- [EXERCISE INSTRUCTIONS]
Write out the lines of the listing below word for word, from the line holding "Question. Provide a point on each instance of the owl's foot" through the line holding "x=373, y=331", both included.

- [STORED ROWS]
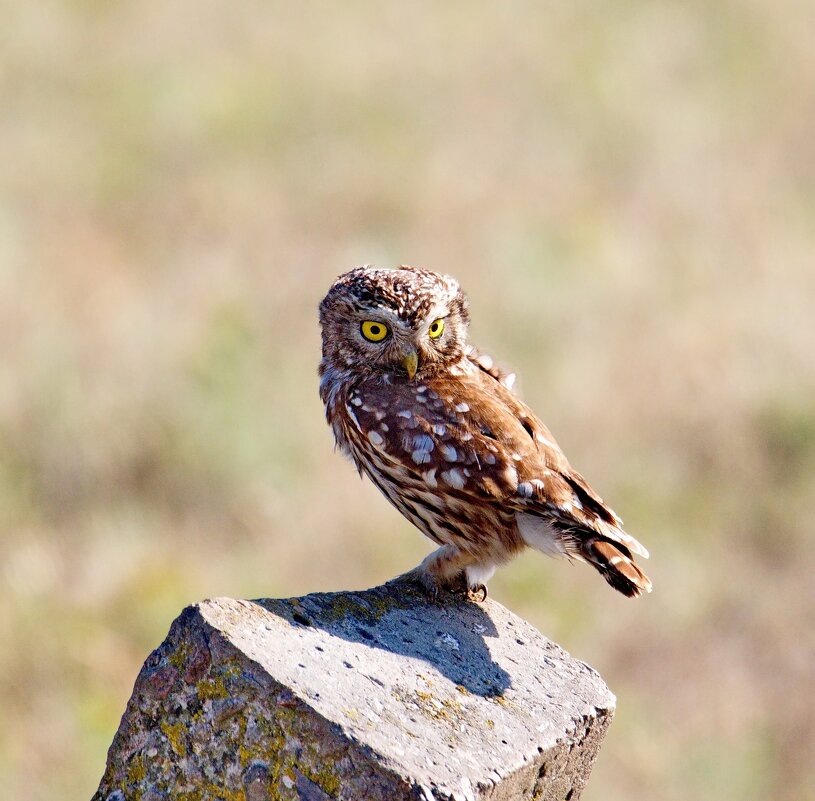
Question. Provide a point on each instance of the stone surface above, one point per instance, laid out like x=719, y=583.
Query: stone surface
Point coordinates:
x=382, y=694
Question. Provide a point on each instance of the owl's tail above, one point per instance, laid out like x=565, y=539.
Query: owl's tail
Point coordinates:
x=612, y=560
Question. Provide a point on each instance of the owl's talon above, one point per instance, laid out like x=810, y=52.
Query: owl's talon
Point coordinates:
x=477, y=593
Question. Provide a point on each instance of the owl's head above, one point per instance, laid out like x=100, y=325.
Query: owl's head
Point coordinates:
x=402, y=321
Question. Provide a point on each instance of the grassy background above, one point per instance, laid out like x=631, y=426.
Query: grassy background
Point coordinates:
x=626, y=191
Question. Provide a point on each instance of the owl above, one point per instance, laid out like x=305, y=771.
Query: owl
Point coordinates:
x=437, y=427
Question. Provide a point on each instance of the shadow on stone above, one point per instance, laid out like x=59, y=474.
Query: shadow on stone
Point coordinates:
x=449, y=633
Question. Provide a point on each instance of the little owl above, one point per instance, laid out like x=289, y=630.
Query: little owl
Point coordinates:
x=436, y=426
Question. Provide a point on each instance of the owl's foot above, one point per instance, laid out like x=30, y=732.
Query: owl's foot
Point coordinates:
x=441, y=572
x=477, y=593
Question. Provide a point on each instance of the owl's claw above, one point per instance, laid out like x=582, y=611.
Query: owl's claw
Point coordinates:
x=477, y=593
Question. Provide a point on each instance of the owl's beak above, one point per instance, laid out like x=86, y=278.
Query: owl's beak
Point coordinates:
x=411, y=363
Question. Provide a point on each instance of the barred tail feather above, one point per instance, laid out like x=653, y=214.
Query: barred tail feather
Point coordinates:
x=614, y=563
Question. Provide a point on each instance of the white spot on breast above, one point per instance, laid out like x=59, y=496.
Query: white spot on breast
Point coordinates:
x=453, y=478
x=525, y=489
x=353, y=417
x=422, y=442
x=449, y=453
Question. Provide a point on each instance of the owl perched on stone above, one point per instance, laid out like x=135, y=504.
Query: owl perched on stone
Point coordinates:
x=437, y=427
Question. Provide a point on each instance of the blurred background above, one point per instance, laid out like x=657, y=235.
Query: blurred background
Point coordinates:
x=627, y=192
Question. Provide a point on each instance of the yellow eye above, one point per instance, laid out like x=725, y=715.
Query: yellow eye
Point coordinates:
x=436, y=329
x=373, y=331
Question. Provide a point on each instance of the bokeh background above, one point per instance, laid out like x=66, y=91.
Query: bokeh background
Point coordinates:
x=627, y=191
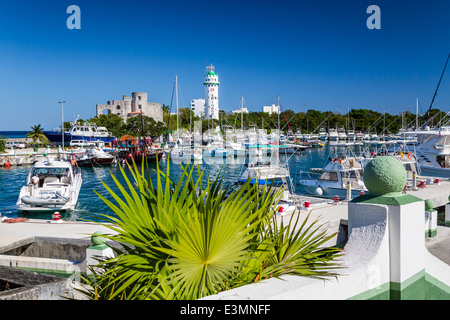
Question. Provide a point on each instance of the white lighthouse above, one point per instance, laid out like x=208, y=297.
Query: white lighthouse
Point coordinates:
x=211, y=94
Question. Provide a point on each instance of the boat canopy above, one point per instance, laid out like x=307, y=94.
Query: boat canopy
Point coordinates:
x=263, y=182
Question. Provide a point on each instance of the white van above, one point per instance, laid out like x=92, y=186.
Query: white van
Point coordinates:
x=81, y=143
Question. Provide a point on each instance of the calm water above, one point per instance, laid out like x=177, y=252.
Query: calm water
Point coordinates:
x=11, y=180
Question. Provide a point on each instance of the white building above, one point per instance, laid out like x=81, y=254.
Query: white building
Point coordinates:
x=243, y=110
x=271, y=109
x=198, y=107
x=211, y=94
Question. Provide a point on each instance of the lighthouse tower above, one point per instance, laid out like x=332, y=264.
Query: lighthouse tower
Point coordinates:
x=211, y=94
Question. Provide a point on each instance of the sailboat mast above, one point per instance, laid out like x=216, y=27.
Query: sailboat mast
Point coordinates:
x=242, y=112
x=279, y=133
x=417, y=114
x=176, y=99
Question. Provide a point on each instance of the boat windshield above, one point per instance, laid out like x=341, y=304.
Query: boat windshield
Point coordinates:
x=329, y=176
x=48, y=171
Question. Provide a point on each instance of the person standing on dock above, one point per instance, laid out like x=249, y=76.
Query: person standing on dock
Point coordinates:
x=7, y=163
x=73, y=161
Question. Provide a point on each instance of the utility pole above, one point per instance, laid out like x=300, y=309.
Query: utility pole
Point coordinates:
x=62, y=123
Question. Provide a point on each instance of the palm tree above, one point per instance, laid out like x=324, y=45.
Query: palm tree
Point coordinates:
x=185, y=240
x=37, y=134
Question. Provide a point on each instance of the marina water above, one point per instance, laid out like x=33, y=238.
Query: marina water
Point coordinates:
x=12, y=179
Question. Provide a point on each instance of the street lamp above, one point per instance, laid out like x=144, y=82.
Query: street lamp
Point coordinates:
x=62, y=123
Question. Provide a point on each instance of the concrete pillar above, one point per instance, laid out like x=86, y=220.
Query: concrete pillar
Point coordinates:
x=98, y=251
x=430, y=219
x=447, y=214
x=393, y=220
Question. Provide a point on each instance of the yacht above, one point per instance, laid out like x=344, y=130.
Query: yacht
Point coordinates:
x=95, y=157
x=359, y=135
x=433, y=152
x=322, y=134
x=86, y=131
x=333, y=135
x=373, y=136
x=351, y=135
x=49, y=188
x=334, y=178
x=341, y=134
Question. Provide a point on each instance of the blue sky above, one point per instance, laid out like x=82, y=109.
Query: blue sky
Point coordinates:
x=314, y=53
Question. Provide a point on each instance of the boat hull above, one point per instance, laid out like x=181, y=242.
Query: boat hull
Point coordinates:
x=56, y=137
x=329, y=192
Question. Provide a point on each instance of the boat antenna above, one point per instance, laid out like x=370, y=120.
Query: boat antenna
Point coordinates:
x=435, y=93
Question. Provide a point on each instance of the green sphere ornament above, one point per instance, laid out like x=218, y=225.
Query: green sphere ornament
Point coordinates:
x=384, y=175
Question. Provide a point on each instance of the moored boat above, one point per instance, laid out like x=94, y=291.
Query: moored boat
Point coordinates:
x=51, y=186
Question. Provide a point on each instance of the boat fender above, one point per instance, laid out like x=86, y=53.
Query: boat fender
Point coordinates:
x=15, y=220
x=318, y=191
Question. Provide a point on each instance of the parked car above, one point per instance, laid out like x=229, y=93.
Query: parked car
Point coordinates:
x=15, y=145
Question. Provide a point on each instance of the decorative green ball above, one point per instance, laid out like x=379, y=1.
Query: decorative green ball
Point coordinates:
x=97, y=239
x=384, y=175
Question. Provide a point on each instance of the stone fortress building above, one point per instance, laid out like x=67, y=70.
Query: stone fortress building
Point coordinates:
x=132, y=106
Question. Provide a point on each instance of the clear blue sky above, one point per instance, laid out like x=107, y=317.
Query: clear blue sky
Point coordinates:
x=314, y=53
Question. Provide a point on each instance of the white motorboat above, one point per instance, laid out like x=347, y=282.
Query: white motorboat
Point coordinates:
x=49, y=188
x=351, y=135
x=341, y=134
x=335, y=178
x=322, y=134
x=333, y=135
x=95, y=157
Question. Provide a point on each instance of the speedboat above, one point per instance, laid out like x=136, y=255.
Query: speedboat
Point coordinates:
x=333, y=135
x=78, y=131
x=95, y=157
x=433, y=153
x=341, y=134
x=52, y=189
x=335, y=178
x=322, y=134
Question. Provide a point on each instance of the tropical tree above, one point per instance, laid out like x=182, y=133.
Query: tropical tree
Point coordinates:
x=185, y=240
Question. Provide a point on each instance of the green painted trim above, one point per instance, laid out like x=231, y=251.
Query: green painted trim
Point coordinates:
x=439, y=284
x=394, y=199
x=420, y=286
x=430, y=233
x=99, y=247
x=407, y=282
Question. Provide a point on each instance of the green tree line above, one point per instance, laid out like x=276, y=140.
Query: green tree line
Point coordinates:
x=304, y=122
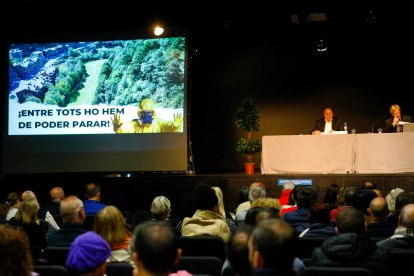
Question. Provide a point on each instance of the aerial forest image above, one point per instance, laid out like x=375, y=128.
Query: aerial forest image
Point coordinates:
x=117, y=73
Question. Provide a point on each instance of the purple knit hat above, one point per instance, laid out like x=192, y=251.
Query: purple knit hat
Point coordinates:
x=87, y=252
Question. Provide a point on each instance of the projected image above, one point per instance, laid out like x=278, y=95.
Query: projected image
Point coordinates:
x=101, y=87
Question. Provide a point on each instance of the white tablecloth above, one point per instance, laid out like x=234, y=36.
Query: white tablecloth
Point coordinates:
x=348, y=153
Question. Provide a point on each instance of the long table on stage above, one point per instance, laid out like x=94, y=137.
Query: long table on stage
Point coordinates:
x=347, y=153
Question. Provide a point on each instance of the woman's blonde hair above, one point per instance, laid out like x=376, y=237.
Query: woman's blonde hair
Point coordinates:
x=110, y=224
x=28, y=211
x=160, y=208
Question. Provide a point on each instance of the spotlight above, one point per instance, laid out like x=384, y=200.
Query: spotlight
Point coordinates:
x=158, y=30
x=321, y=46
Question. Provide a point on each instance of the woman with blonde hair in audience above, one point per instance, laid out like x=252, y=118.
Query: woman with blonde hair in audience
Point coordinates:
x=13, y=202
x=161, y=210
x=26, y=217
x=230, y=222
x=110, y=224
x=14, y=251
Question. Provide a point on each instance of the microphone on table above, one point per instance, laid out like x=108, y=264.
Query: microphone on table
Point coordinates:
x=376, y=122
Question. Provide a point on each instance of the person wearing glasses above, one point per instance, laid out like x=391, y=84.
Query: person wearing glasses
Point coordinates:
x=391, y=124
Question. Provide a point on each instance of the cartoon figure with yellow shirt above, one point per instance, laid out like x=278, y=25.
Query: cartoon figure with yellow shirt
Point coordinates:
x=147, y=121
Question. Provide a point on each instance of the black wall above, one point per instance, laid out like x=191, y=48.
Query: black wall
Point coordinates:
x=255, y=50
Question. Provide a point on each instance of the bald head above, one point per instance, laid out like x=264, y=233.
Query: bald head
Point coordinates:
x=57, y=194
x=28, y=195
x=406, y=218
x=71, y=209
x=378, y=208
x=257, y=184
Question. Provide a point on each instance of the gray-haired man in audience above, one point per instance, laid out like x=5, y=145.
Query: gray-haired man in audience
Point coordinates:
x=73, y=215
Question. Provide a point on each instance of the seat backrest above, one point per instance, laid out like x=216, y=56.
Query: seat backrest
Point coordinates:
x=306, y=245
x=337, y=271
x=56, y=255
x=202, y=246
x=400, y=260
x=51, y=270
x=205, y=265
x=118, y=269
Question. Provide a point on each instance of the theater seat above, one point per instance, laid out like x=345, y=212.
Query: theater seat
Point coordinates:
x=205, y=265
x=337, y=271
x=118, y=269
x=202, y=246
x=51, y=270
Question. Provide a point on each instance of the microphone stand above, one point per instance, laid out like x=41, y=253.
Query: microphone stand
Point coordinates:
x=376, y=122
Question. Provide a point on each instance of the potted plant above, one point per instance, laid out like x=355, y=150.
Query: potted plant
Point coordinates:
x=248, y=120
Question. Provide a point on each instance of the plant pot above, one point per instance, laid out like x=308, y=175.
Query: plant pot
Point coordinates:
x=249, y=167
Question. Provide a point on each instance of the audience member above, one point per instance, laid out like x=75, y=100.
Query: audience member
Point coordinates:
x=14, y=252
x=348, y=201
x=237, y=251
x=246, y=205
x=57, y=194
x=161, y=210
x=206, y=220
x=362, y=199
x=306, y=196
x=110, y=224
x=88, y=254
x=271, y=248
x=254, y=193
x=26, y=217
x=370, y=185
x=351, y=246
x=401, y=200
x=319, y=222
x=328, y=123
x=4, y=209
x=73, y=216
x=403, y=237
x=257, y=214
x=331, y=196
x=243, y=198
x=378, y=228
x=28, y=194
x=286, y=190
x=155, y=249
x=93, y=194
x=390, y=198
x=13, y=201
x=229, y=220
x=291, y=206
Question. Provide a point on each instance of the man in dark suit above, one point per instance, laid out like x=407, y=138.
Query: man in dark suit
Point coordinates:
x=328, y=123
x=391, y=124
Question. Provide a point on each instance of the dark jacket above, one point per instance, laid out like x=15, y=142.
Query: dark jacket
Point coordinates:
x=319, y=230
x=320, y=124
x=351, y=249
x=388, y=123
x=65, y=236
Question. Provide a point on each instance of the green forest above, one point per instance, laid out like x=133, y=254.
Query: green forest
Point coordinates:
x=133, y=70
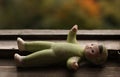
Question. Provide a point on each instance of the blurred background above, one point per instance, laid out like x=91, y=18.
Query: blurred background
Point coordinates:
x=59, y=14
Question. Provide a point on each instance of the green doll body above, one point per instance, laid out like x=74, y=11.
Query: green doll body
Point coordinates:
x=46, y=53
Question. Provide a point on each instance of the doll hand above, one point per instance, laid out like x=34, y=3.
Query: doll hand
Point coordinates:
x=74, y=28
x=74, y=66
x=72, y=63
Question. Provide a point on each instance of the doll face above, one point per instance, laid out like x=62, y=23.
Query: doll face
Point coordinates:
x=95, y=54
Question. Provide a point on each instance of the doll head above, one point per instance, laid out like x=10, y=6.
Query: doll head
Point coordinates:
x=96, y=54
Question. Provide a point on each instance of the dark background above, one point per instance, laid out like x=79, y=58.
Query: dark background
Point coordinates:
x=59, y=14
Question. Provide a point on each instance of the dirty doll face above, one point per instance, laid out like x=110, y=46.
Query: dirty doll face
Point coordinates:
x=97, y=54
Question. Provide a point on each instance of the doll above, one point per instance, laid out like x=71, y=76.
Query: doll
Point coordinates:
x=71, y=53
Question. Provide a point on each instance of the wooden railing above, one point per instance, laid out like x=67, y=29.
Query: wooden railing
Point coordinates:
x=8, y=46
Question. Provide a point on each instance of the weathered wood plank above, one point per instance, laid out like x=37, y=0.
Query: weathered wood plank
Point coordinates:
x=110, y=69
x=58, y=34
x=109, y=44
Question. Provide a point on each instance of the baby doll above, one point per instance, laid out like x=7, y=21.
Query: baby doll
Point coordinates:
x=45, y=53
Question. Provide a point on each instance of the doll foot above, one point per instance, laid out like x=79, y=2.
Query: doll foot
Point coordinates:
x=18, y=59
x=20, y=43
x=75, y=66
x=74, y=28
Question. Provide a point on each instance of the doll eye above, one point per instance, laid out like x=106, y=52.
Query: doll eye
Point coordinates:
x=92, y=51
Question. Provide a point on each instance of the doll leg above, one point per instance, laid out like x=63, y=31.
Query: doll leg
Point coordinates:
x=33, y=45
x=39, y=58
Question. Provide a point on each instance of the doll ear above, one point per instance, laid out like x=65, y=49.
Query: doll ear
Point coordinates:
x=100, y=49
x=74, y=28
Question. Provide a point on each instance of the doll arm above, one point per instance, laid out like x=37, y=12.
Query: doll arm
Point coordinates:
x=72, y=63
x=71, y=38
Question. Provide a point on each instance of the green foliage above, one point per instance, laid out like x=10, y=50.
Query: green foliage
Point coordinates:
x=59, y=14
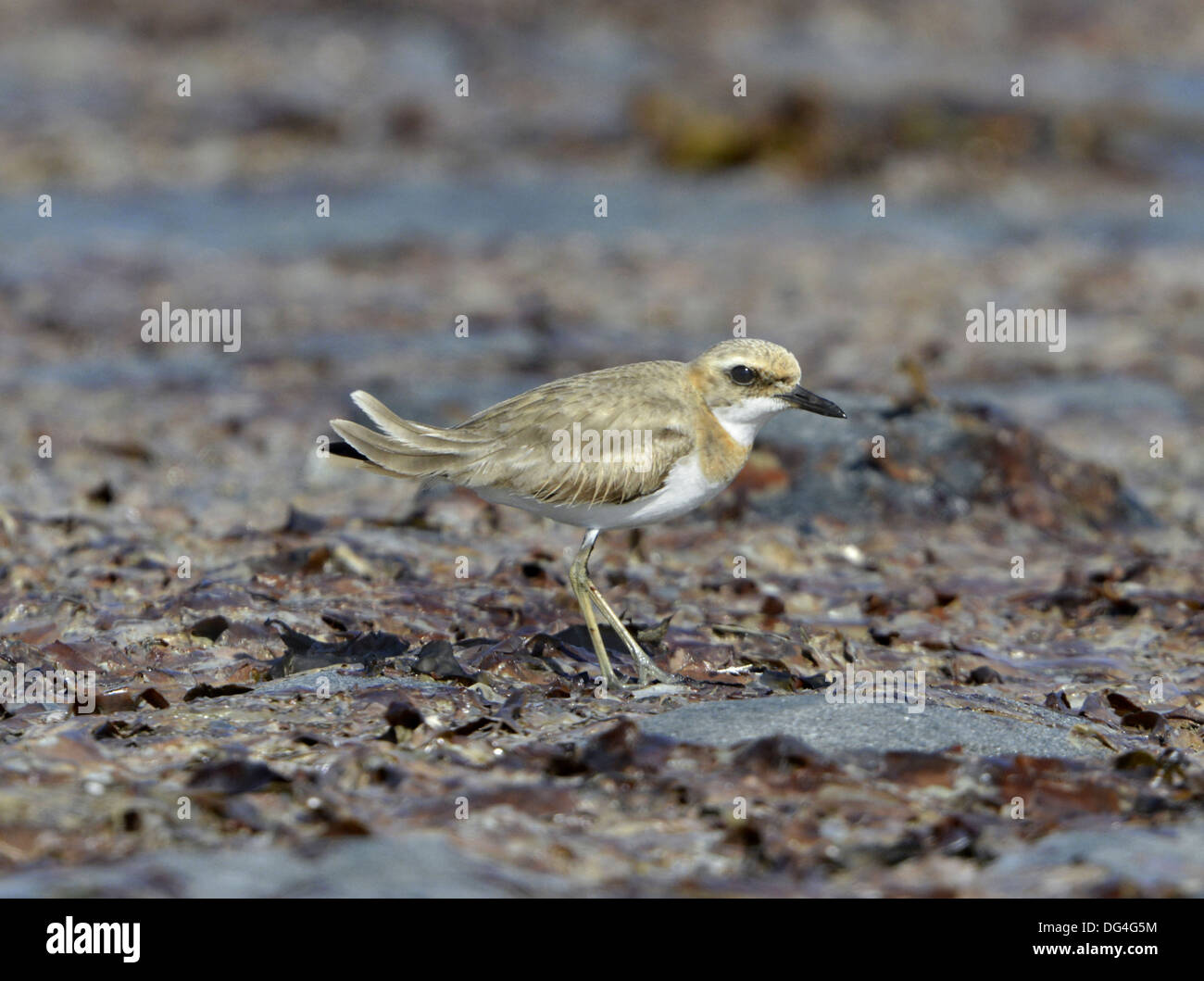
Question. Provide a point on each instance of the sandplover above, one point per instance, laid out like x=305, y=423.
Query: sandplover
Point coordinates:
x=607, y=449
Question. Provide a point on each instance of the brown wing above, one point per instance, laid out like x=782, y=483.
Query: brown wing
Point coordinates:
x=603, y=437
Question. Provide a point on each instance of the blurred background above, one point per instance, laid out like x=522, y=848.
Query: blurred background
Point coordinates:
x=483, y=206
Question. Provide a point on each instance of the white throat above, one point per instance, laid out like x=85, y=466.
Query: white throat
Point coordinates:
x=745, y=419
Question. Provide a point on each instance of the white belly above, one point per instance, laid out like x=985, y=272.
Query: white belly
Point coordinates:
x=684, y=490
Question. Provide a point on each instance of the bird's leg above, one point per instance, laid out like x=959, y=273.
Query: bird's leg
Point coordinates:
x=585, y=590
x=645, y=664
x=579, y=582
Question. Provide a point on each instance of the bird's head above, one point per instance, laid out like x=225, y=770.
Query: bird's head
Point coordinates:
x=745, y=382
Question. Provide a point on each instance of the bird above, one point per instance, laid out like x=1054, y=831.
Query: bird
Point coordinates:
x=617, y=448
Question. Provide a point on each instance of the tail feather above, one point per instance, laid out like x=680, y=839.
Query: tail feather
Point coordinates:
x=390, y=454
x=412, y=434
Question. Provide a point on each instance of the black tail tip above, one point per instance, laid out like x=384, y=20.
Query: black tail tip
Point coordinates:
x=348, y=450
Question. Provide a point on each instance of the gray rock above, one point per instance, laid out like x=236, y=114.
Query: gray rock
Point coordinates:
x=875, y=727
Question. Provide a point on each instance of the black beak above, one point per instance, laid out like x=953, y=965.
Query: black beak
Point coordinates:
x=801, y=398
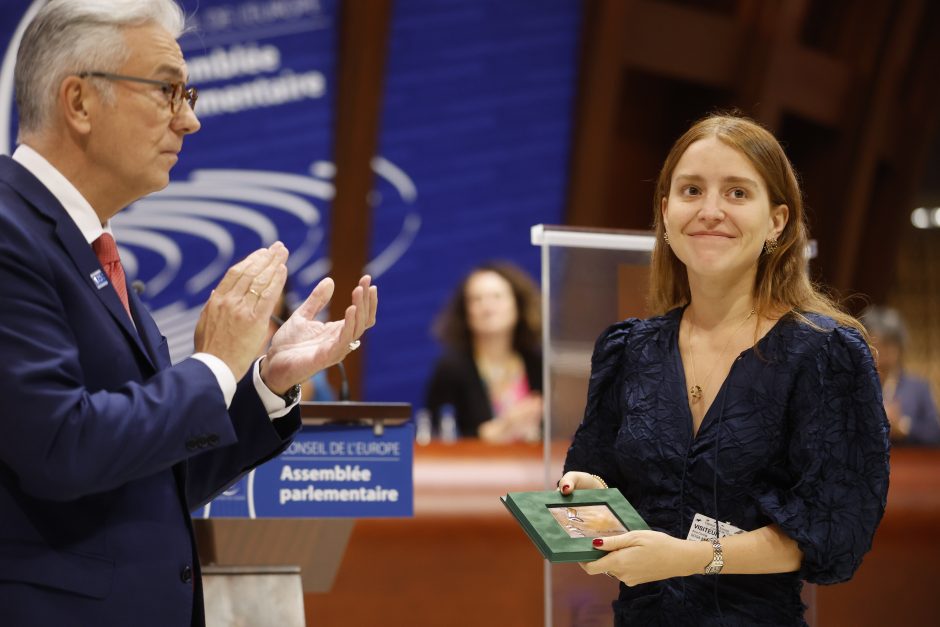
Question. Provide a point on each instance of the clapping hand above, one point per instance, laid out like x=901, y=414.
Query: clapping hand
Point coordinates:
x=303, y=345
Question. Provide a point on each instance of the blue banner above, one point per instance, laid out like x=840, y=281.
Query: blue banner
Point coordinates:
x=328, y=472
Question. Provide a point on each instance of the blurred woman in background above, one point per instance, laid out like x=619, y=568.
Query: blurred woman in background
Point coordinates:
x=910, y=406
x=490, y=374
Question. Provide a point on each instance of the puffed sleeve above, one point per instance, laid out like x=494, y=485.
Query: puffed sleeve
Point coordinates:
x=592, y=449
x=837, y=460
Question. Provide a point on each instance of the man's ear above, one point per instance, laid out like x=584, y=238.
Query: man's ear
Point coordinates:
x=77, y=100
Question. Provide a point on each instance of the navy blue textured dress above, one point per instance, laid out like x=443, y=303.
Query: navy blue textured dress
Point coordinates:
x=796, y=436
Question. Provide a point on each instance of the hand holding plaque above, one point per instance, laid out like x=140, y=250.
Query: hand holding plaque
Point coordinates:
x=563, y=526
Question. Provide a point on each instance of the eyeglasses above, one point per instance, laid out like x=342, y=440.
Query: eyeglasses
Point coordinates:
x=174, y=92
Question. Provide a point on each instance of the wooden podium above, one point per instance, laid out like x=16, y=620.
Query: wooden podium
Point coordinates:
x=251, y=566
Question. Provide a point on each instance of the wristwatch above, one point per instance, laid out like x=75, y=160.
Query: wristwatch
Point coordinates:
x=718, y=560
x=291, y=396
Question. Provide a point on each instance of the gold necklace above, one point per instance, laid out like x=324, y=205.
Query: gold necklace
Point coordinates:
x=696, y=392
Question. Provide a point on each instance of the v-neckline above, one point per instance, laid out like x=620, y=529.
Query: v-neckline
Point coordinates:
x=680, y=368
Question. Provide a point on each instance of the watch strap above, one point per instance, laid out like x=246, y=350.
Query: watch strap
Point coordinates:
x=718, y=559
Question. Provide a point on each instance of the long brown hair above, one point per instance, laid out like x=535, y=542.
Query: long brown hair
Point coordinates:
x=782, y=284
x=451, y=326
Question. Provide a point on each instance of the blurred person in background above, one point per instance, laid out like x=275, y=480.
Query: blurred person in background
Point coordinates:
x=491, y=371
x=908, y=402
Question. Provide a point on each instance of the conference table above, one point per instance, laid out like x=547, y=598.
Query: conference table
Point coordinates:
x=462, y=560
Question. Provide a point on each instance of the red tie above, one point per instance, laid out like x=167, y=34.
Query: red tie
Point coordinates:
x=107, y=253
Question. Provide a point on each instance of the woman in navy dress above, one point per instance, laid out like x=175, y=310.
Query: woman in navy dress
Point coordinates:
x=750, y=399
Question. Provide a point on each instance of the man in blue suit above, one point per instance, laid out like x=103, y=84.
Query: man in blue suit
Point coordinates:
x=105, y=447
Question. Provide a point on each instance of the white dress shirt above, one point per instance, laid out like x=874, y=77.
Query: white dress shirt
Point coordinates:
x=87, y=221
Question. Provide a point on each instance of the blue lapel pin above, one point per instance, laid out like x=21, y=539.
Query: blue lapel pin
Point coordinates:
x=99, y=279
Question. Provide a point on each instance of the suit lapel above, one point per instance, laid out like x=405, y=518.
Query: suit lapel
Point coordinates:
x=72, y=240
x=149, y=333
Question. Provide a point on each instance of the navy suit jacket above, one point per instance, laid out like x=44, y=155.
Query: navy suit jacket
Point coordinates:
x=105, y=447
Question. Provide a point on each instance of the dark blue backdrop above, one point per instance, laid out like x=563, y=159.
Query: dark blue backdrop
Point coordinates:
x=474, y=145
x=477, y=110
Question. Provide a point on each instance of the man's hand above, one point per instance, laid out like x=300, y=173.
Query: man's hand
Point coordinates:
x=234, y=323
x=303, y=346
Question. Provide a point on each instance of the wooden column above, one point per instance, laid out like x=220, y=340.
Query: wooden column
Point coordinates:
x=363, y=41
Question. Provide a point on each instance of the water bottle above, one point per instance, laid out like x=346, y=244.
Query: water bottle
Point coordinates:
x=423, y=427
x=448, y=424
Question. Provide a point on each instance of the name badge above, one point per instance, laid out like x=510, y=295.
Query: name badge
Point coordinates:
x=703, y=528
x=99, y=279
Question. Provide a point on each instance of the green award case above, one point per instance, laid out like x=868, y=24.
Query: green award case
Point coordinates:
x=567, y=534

- [CORRECT ANSWER]
Question. Provide a point on each instance of the owl's foot above, one point per instance, laid out like x=30, y=732.
Query: owl's foot
Point coordinates:
x=441, y=572
x=477, y=593
Question. Provide a point on each instance of the owl's claw above, one point per instance, laid out like x=582, y=611.
Query: owl's claw
Point coordinates:
x=477, y=593
Question. Provide a point on each instance of the owl's beak above, one point per instance, laid out like x=86, y=278.
Query: owl's beak
Point coordinates:
x=411, y=363
Question. Provide a point on each instance of the barred tail feather above, one point per instance, laid out like x=653, y=214.
Query: barred tail feather
Point coordinates:
x=614, y=563
Question. Provide a point on each instance of the white spot on breast above, one point per instance, laid out like x=59, y=496.
Query: white spot on breast
Point coordinates:
x=453, y=478
x=525, y=489
x=353, y=417
x=422, y=442
x=449, y=453
Question. Provide a point on each instance of the owl perched on stone above, one point per instance, laid out like x=135, y=504.
Query: owl perched on stone
Point coordinates:
x=437, y=427
Question. Provide a point on each instance of the blurred background above, one point per instance, laid out like x=657, y=235.
Query: blurred background
Point coordinates:
x=627, y=192
Question. Provide a point on each instance of the yellow eye above, one point per instance, laid out like x=725, y=715.
Query: yellow eye
Point coordinates:
x=436, y=329
x=373, y=331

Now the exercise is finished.